Task prompt
Since the copy must match the original, write out each record word for word, skipping only the pictures.

Dataset content

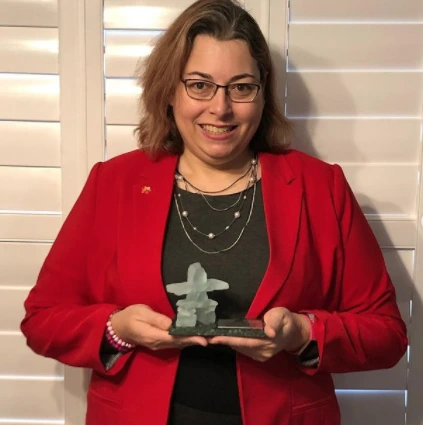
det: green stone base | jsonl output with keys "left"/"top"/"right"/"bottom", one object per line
{"left": 169, "top": 318, "right": 267, "bottom": 338}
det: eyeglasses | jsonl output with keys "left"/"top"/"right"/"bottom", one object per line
{"left": 181, "top": 79, "right": 261, "bottom": 103}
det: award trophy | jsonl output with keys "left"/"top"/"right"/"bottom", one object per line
{"left": 166, "top": 262, "right": 266, "bottom": 338}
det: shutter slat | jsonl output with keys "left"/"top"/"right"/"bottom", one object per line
{"left": 289, "top": 24, "right": 423, "bottom": 70}
{"left": 333, "top": 356, "right": 407, "bottom": 390}
{"left": 336, "top": 390, "right": 405, "bottom": 425}
{"left": 106, "top": 125, "right": 137, "bottom": 159}
{"left": 293, "top": 119, "right": 420, "bottom": 163}
{"left": 291, "top": 0, "right": 423, "bottom": 21}
{"left": 0, "top": 242, "right": 51, "bottom": 287}
{"left": 106, "top": 78, "right": 140, "bottom": 125}
{"left": 0, "top": 214, "right": 61, "bottom": 241}
{"left": 0, "top": 0, "right": 57, "bottom": 27}
{"left": 384, "top": 250, "right": 414, "bottom": 301}
{"left": 0, "top": 378, "right": 63, "bottom": 419}
{"left": 0, "top": 121, "right": 60, "bottom": 167}
{"left": 287, "top": 72, "right": 423, "bottom": 117}
{"left": 0, "top": 75, "right": 59, "bottom": 122}
{"left": 0, "top": 27, "right": 58, "bottom": 74}
{"left": 0, "top": 334, "right": 63, "bottom": 376}
{"left": 105, "top": 30, "right": 160, "bottom": 78}
{"left": 0, "top": 288, "right": 27, "bottom": 331}
{"left": 104, "top": 0, "right": 196, "bottom": 29}
{"left": 370, "top": 220, "right": 416, "bottom": 248}
{"left": 0, "top": 167, "right": 61, "bottom": 212}
{"left": 341, "top": 164, "right": 417, "bottom": 215}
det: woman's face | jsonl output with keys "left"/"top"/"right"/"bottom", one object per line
{"left": 171, "top": 35, "right": 264, "bottom": 167}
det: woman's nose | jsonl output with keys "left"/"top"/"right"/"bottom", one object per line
{"left": 208, "top": 87, "right": 233, "bottom": 118}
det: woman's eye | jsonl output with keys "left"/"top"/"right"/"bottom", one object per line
{"left": 235, "top": 84, "right": 255, "bottom": 92}
{"left": 188, "top": 81, "right": 210, "bottom": 91}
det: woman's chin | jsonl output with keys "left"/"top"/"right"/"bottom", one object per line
{"left": 203, "top": 141, "right": 250, "bottom": 161}
{"left": 201, "top": 147, "right": 241, "bottom": 164}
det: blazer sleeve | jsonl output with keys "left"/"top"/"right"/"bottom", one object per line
{"left": 21, "top": 163, "right": 134, "bottom": 375}
{"left": 300, "top": 164, "right": 408, "bottom": 375}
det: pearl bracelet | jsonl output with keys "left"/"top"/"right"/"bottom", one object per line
{"left": 105, "top": 311, "right": 135, "bottom": 353}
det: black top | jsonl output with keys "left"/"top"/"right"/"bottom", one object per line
{"left": 162, "top": 180, "right": 269, "bottom": 422}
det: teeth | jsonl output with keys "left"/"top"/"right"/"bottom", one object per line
{"left": 202, "top": 125, "right": 234, "bottom": 134}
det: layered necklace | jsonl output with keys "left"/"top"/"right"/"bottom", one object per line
{"left": 173, "top": 157, "right": 258, "bottom": 254}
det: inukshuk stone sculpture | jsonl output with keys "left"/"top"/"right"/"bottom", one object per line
{"left": 166, "top": 262, "right": 229, "bottom": 327}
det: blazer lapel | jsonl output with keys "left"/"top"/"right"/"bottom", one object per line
{"left": 118, "top": 153, "right": 178, "bottom": 317}
{"left": 247, "top": 152, "right": 303, "bottom": 318}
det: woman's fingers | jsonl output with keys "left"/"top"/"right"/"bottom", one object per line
{"left": 114, "top": 305, "right": 207, "bottom": 350}
{"left": 209, "top": 336, "right": 264, "bottom": 348}
{"left": 135, "top": 305, "right": 173, "bottom": 330}
{"left": 209, "top": 335, "right": 276, "bottom": 362}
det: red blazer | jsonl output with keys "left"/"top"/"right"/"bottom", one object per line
{"left": 21, "top": 149, "right": 407, "bottom": 425}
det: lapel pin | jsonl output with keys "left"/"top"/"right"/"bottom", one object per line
{"left": 141, "top": 186, "right": 152, "bottom": 194}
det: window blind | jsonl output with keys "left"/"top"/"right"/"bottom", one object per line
{"left": 0, "top": 1, "right": 64, "bottom": 424}
{"left": 287, "top": 1, "right": 423, "bottom": 423}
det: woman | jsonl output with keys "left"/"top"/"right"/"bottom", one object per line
{"left": 21, "top": 1, "right": 407, "bottom": 424}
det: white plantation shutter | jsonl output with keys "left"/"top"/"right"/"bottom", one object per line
{"left": 0, "top": 0, "right": 65, "bottom": 424}
{"left": 284, "top": 0, "right": 423, "bottom": 424}
{"left": 2, "top": 1, "right": 422, "bottom": 424}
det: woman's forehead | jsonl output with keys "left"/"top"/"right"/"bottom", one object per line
{"left": 183, "top": 35, "right": 260, "bottom": 80}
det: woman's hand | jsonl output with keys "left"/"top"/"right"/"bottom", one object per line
{"left": 209, "top": 307, "right": 311, "bottom": 362}
{"left": 111, "top": 304, "right": 208, "bottom": 351}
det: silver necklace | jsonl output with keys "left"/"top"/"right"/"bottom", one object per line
{"left": 179, "top": 169, "right": 253, "bottom": 212}
{"left": 175, "top": 157, "right": 257, "bottom": 212}
{"left": 173, "top": 166, "right": 258, "bottom": 254}
{"left": 195, "top": 185, "right": 245, "bottom": 212}
{"left": 175, "top": 161, "right": 257, "bottom": 239}
{"left": 175, "top": 158, "right": 256, "bottom": 195}
{"left": 176, "top": 177, "right": 253, "bottom": 239}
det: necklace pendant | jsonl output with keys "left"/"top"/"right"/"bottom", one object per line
{"left": 208, "top": 233, "right": 216, "bottom": 240}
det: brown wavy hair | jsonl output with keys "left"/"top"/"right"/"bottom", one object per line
{"left": 135, "top": 0, "right": 292, "bottom": 156}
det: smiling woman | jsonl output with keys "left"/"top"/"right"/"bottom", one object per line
{"left": 21, "top": 1, "right": 407, "bottom": 425}
{"left": 136, "top": 0, "right": 291, "bottom": 158}
{"left": 172, "top": 35, "right": 264, "bottom": 174}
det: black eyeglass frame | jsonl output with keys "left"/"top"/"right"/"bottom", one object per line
{"left": 181, "top": 79, "right": 261, "bottom": 103}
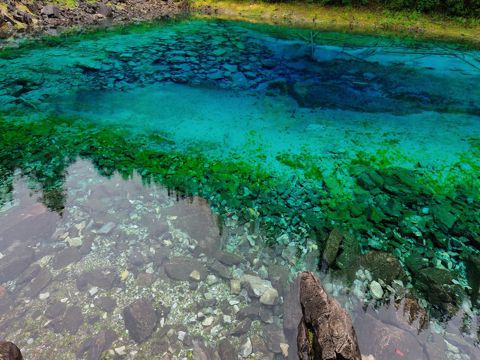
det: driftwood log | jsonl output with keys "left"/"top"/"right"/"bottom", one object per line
{"left": 0, "top": 341, "right": 23, "bottom": 360}
{"left": 297, "top": 272, "right": 361, "bottom": 360}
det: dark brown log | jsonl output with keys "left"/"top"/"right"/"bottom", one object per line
{"left": 297, "top": 272, "right": 361, "bottom": 360}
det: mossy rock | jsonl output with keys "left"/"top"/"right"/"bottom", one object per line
{"left": 415, "top": 267, "right": 463, "bottom": 312}
{"left": 360, "top": 250, "right": 408, "bottom": 284}
{"left": 322, "top": 228, "right": 344, "bottom": 267}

Written response
det: green stone base | jsonl output with keys "left"/"top"/"right"/"bottom", one object per line
{"left": 169, "top": 318, "right": 267, "bottom": 338}
det: eyeglasses | jsonl output with keys "left"/"top"/"right"/"bottom", one object per line
{"left": 181, "top": 79, "right": 261, "bottom": 103}
det: award trophy | jsonl output with keys "left"/"top"/"right"/"bottom", one object per line
{"left": 166, "top": 262, "right": 266, "bottom": 338}
det: shutter slat | jsonl output with keys "left"/"top"/"right"/"bottom", one object per line
{"left": 289, "top": 24, "right": 423, "bottom": 70}
{"left": 333, "top": 356, "right": 407, "bottom": 390}
{"left": 336, "top": 390, "right": 405, "bottom": 425}
{"left": 106, "top": 125, "right": 137, "bottom": 159}
{"left": 293, "top": 119, "right": 420, "bottom": 163}
{"left": 291, "top": 0, "right": 423, "bottom": 21}
{"left": 0, "top": 242, "right": 51, "bottom": 287}
{"left": 106, "top": 78, "right": 140, "bottom": 125}
{"left": 0, "top": 214, "right": 61, "bottom": 241}
{"left": 0, "top": 0, "right": 57, "bottom": 27}
{"left": 384, "top": 250, "right": 414, "bottom": 301}
{"left": 0, "top": 378, "right": 63, "bottom": 419}
{"left": 0, "top": 121, "right": 60, "bottom": 167}
{"left": 287, "top": 72, "right": 423, "bottom": 117}
{"left": 0, "top": 75, "right": 59, "bottom": 122}
{"left": 0, "top": 27, "right": 58, "bottom": 74}
{"left": 0, "top": 334, "right": 63, "bottom": 376}
{"left": 105, "top": 30, "right": 160, "bottom": 78}
{"left": 0, "top": 288, "right": 27, "bottom": 331}
{"left": 104, "top": 0, "right": 196, "bottom": 29}
{"left": 370, "top": 220, "right": 416, "bottom": 248}
{"left": 0, "top": 167, "right": 61, "bottom": 212}
{"left": 341, "top": 164, "right": 417, "bottom": 215}
det: woman's face | jsonl output with keys "left"/"top"/"right"/"bottom", one object per line
{"left": 171, "top": 35, "right": 264, "bottom": 167}
det: woman's nose | jsonl output with keys "left"/"top"/"right"/"bottom", one object per line
{"left": 208, "top": 87, "right": 233, "bottom": 118}
det: woman's eye | jsonl output with keys "left"/"top"/"right"/"bottom", one object per line
{"left": 235, "top": 84, "right": 255, "bottom": 92}
{"left": 188, "top": 81, "right": 210, "bottom": 91}
det: woman's chin | jsonl output with keys "left"/"top"/"right"/"bottom", one object per line
{"left": 203, "top": 141, "right": 250, "bottom": 161}
{"left": 201, "top": 147, "right": 241, "bottom": 164}
det: blazer sleeve | jsonl output with keys "left"/"top"/"right"/"bottom", one object per line
{"left": 21, "top": 163, "right": 134, "bottom": 375}
{"left": 300, "top": 164, "right": 408, "bottom": 375}
det: pearl bracelet | jsonl output with keys "left"/"top"/"right"/"bottom", one object per line
{"left": 105, "top": 311, "right": 135, "bottom": 353}
det: black top | jsonl output with keys "left"/"top"/"right"/"bottom", one object per line
{"left": 162, "top": 180, "right": 269, "bottom": 422}
det: teeth | jsonl output with keys "left"/"top"/"right"/"bottom", one object per line
{"left": 202, "top": 125, "right": 234, "bottom": 134}
det: layered necklace | jsonl output with keys "left"/"top"/"right"/"bottom", one object per line
{"left": 173, "top": 157, "right": 258, "bottom": 254}
det: inukshuk stone sculpture | jsonl output with keys "left"/"top"/"right"/"bottom", one object per line
{"left": 166, "top": 262, "right": 229, "bottom": 327}
det: blazer lapel | jsonl output with keys "left"/"top"/"right"/"bottom", one object per line
{"left": 118, "top": 153, "right": 178, "bottom": 317}
{"left": 247, "top": 152, "right": 303, "bottom": 318}
det: woman's fingers | jsonl output with keys "left"/"top"/"right"/"bottom", one object per line
{"left": 114, "top": 305, "right": 207, "bottom": 350}
{"left": 209, "top": 336, "right": 264, "bottom": 348}
{"left": 135, "top": 305, "right": 173, "bottom": 330}
{"left": 209, "top": 335, "right": 276, "bottom": 362}
det: red blazer | jsonl output with keys "left"/"top"/"right"/"bottom", one object per line
{"left": 21, "top": 149, "right": 407, "bottom": 425}
det: lapel pin | jsonl output with keys "left"/"top"/"right"/"bottom", one object per line
{"left": 141, "top": 186, "right": 152, "bottom": 194}
det: window blind | jsonl output with keys "left"/"top"/"right"/"bottom", one object per line
{"left": 0, "top": 1, "right": 64, "bottom": 424}
{"left": 287, "top": 1, "right": 423, "bottom": 423}
det: woman | jsonl output with keys "left"/"top"/"right"/"bottom", one object per line
{"left": 21, "top": 1, "right": 407, "bottom": 424}
det: white plantation shutter | jsonl output with keys "left"/"top"/"right"/"bottom", one object per line
{"left": 0, "top": 0, "right": 65, "bottom": 424}
{"left": 284, "top": 0, "right": 423, "bottom": 424}
{"left": 2, "top": 1, "right": 422, "bottom": 424}
det: woman's forehead | jsonl output with keys "left"/"top"/"right"/"bottom", one object per line
{"left": 183, "top": 35, "right": 260, "bottom": 80}
det: woman's hand | jsonl output with keys "left"/"top"/"right"/"bottom", one object per line
{"left": 209, "top": 307, "right": 311, "bottom": 362}
{"left": 111, "top": 304, "right": 208, "bottom": 351}
det: silver necklace | jsonl output with keys "left"/"top"/"right"/"bottom", one object per line
{"left": 179, "top": 169, "right": 253, "bottom": 212}
{"left": 175, "top": 157, "right": 257, "bottom": 212}
{"left": 173, "top": 166, "right": 258, "bottom": 254}
{"left": 195, "top": 185, "right": 245, "bottom": 212}
{"left": 175, "top": 161, "right": 257, "bottom": 239}
{"left": 175, "top": 158, "right": 256, "bottom": 195}
{"left": 176, "top": 177, "right": 253, "bottom": 239}
det: necklace pendant | jsonl output with keys "left"/"top"/"right"/"bottom", one object per line
{"left": 208, "top": 233, "right": 216, "bottom": 240}
det: brown wavy hair | jsonl output with keys "left"/"top"/"right"/"bottom", one object per line
{"left": 135, "top": 0, "right": 292, "bottom": 156}
det: smiling woman | jsonl output with keys "left"/"top"/"right"/"bottom", one object per line
{"left": 21, "top": 1, "right": 407, "bottom": 425}
{"left": 136, "top": 0, "right": 291, "bottom": 158}
{"left": 172, "top": 35, "right": 264, "bottom": 174}
det: black eyeglass frame | jsonl output with keys "left"/"top"/"right"/"bottom", one object per line
{"left": 181, "top": 79, "right": 261, "bottom": 103}
det: driftwood log | jsonl output with keys "left"/"top"/"right"/"bottom", one object per line
{"left": 0, "top": 341, "right": 23, "bottom": 360}
{"left": 297, "top": 272, "right": 361, "bottom": 360}
det: dark brown log | jsonl output with keys "left"/"top"/"right"/"bottom", one object per line
{"left": 297, "top": 272, "right": 361, "bottom": 360}
det: mossy rock | jsonl output with keys "left"/"top"/"right"/"bottom", one object per line
{"left": 415, "top": 267, "right": 463, "bottom": 312}
{"left": 360, "top": 250, "right": 408, "bottom": 284}
{"left": 322, "top": 228, "right": 344, "bottom": 267}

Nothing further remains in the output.